Host Induced Gene Silencing (HIGS) is a type of RNA interference (RNAi) which has uses in disease resistance. RNAi involves inhibiting the expression of mRNA post transcription by binding complementary micro RNA (miRNA) or small interfering RNA (siRNA) to the transcripts. This can be used in resistance by developing transgenes that can produce siRNAs able to silence essential genes for the pathogen’s survival. HIGS requires genetic modification to insert fungal/viral RNAi cassettes into the host which when infected, the siRNA/microRNA passes into the pathogen and stops the mRNA expression. These DNA cassettes contain a plant promoter, the partial fungal gene in both sense and antisense directions separated by linker and finally a terminator. This cassette is expressed in form of a hairpin in the plant, forming a double-strand RNA (dsRNA). These dsRNA triggers the RNAi machinery in the host and fungus. SiRNAs passes into the pathogen to silence gene expression.
To study the methods which enable the hairpin RNA to pass from the host into the pathogen, a library of mutant Arabidopsis has been created. These mutations are all in genes which code for SNARE proteins – key components of vesicular trafficking which might be critical in the HIGS construct passing from host to pathogen. The SNARE T-DNA mutant Arabidopsis lines obtained from NASC were segregating seeds, a mix of homozygous, heterozygous and wild type plants which needed to be grown and have their genotype tested to select plants which were homozygous for the insertion. This involved growing each line and testing extracted DNA from each plant and using PCR to diagnose the zygosity of each plant. With two primer pairs it is possible to establish their genotype.
When homozygous lines were obtained, these were tested against Fusarium graminearum in a detached leaf assay, which involved cutting leaves, wounding their adaxial surface and placing the petiole in an agar plate, before inoculating the wound with F. graminearum and the mycotoxin Deoxynivalenol (DON). Overall this assay took 4 days to give results- photographs which could then have lesion size measured using imageJ and compared to see if any of the homozygous lines were more susceptible to F. graminearum. This step is important as determine whether any of the mutant lines have increased resistance or susceptibility to the fungal infection before RNAi cassettes are added.
::::
> _Questions to answer_:
• a. According to the passage on host-induced gene silencing, how long did the detached leaf assay take to give results?
• b. Continue the passage on host-induced gene silencing with the next paragraph.
The material after this passage is not needed for the tasks.

> _The data_:
::::
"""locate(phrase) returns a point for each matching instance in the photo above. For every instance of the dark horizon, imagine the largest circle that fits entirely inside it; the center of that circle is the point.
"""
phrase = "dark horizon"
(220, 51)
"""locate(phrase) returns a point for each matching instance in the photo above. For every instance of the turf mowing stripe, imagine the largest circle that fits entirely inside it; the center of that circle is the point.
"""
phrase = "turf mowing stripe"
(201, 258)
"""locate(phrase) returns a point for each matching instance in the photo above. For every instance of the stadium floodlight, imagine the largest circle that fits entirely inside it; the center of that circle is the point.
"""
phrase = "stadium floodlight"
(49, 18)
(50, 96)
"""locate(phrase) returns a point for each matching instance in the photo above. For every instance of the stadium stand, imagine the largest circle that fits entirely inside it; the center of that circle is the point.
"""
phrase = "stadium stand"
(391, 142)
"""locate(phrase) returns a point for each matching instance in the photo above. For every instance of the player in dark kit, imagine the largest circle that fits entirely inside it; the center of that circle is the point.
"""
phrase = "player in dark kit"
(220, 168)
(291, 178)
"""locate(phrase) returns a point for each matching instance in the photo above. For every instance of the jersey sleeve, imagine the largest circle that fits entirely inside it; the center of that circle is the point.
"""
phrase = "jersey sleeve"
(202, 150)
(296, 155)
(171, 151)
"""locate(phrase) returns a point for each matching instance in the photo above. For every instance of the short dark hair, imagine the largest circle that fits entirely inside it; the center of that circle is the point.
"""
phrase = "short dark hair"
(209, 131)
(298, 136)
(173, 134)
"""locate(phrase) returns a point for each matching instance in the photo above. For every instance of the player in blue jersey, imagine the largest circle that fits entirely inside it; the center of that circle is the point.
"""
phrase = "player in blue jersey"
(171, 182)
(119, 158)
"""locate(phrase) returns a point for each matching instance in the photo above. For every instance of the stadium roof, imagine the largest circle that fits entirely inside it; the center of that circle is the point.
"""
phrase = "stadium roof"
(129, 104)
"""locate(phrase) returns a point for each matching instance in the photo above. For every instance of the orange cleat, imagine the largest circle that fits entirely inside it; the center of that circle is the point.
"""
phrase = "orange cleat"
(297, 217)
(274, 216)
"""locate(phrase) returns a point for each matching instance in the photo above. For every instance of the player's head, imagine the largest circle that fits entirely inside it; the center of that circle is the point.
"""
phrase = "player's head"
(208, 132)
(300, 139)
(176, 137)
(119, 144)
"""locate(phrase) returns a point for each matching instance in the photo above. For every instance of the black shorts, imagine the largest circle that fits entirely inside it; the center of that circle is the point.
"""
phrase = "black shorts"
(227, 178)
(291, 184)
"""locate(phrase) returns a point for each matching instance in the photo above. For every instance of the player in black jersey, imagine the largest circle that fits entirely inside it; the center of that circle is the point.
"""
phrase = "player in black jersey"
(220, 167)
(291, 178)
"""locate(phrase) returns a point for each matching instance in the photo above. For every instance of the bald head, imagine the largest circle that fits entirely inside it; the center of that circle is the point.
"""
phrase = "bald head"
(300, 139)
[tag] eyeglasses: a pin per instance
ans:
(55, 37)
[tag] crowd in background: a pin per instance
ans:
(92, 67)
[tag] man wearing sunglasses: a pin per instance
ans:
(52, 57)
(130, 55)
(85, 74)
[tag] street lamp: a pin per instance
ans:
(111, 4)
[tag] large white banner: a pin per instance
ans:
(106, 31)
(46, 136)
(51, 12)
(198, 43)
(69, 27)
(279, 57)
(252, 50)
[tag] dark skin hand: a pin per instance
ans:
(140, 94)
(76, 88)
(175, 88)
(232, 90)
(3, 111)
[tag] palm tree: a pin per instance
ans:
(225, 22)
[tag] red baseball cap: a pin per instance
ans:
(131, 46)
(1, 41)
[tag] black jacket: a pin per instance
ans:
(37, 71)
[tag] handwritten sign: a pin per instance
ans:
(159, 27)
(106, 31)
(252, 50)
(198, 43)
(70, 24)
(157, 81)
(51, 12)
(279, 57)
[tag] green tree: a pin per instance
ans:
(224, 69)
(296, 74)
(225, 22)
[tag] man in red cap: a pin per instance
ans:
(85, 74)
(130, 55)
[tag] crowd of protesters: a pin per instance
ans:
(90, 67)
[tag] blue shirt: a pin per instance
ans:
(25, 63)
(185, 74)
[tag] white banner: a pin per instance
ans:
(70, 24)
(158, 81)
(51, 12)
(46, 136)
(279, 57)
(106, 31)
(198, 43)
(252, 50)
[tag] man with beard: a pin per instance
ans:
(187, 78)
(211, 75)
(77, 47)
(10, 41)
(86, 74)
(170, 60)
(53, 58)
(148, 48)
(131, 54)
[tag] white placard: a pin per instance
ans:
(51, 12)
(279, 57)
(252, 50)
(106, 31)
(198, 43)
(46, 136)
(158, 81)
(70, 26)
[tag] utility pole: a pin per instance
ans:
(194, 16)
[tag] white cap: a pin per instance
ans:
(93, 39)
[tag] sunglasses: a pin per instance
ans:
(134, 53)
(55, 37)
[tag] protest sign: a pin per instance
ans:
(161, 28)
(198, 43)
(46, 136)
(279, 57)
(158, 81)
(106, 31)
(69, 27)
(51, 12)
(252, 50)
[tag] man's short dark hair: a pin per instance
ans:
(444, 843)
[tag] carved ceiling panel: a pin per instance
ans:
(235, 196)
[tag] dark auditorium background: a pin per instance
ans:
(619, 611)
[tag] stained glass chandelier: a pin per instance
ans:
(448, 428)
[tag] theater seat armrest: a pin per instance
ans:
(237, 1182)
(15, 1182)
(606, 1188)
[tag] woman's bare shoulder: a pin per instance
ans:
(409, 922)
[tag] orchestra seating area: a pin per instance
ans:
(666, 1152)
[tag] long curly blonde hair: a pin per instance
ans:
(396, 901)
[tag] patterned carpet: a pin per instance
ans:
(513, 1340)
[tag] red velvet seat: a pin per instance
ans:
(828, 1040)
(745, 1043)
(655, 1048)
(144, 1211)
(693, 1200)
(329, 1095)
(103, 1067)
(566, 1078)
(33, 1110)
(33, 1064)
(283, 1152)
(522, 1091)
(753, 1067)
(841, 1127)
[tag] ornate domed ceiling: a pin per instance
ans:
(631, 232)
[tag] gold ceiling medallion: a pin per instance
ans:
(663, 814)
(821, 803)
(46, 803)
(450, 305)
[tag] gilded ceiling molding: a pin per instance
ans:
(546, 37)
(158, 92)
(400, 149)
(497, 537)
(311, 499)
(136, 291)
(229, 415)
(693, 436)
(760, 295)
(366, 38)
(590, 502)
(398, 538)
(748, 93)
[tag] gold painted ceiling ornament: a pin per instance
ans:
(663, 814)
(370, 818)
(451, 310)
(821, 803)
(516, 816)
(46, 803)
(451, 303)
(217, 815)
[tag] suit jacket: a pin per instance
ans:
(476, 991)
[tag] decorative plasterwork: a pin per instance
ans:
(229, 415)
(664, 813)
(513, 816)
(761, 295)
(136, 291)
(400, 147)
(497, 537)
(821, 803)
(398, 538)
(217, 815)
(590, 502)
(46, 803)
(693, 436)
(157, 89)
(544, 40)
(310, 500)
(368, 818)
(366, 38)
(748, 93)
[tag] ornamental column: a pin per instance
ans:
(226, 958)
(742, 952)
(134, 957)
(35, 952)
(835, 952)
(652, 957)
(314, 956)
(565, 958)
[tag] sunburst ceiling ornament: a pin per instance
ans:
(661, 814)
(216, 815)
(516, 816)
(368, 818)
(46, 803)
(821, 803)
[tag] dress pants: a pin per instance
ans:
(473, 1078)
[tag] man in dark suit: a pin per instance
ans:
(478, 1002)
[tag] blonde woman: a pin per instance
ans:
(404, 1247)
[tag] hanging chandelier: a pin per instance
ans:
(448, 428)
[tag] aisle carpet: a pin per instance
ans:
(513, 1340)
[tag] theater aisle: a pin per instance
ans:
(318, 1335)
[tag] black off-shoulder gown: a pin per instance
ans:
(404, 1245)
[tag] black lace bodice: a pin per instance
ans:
::::
> _Answers by item_:
• a. Four days.

• b.
Once the susceptibility had been assessed, the mutant lines needed to be crossed into a different background line. This is because F. graminearum inoculation in Arabidopsis floral tissue is successful in ecotypes presenting the erecta mutation. This sexual crossing involved emasculating the recipient – in this case Colombia erecta Arabidopsis and putting pollen from one of the lines onto the stigma. This technique is extremely hard as Arabidopsis is such a small plant with very fragile flower parts that are easy to break. In addition to this, the crossing needs to happen at the right stage of maturity for the plants. If crossing happens too early, the stigma is underdeveloped and won’t take the pollen properly, whereas if the plants are crossed too late, the plant will already have self-pollinated and the crossing will not work.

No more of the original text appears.